[This is a guest post by Cyrus Nemati, Web Producer, Center for Democracy and Technology]
In our guest posts here on Geekdad, we at CDT talk a lot about how Internet users need stronger privacy protections on the Internet. We even launched the Take Back Your Privacy campaign last month to encourage others to speak out if they want their privacy. The Internet does not wait for corporations or the law to catch up to its needs, though, so the tech-savvy privacy advocates among us find ways to protect themselves (even if those ways make the Internet less fun to use). Using browser plug-ins is one route you can take to secure your family’s online privacy.
What Are Browser Plug-ins?
Browser plug-ins are any sort of extension of the browser’s capability. There are plug-ins that protect privacy, plug-ins that tell you the weather, and there’s even a plug-in that makes your browser yell “Stop! Hammertime!” every time you hit the “stop” button on your browser. It’s not possible to stay 100% secure or private with a standard browser install, so I introduce plug-ins to my browser to add that capability.
Who’s Watching Us?

## [SOURCE DATA]
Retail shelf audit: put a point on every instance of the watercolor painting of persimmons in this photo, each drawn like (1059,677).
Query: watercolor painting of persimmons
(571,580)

## [WORK TO COMPLETE]
Please reproduce the entire guest post on browser plug-ins above, word for word.

## [SOLVED PROBLEM]
[This is a guest post by Cyrus Nemati, Web Producer, Center for Democracy and Technology]
In our guest posts here on Geekdad, we at CDT talk a lot about how Internet users need stronger privacy protections on the Internet. We even launched the Take Back Your Privacy campaign last month to encourage others to speak out if they want their privacy. The Internet does not wait for corporations or the law to catch up to its needs, though, so the tech-savvy privacy advocates among us find ways to protect themselves (even if those ways make the Internet less fun to use). Using browser plug-ins is one route you can take to secure your family’s online privacy.
What Are Browser Plug-ins?
Browser plug-ins are any sort of extension of the browser’s capability. There are plug-ins that protect privacy, plug-ins that tell you the weather, and there’s even a plug-in that makes your browser yell “Stop! Hammertime!” every time you hit the “stop” button on your browser. It’s not possible to stay 100% secure or private with a standard browser install, so I introduce plug-ins to my browser to add that capability.
Who’s Watching Us?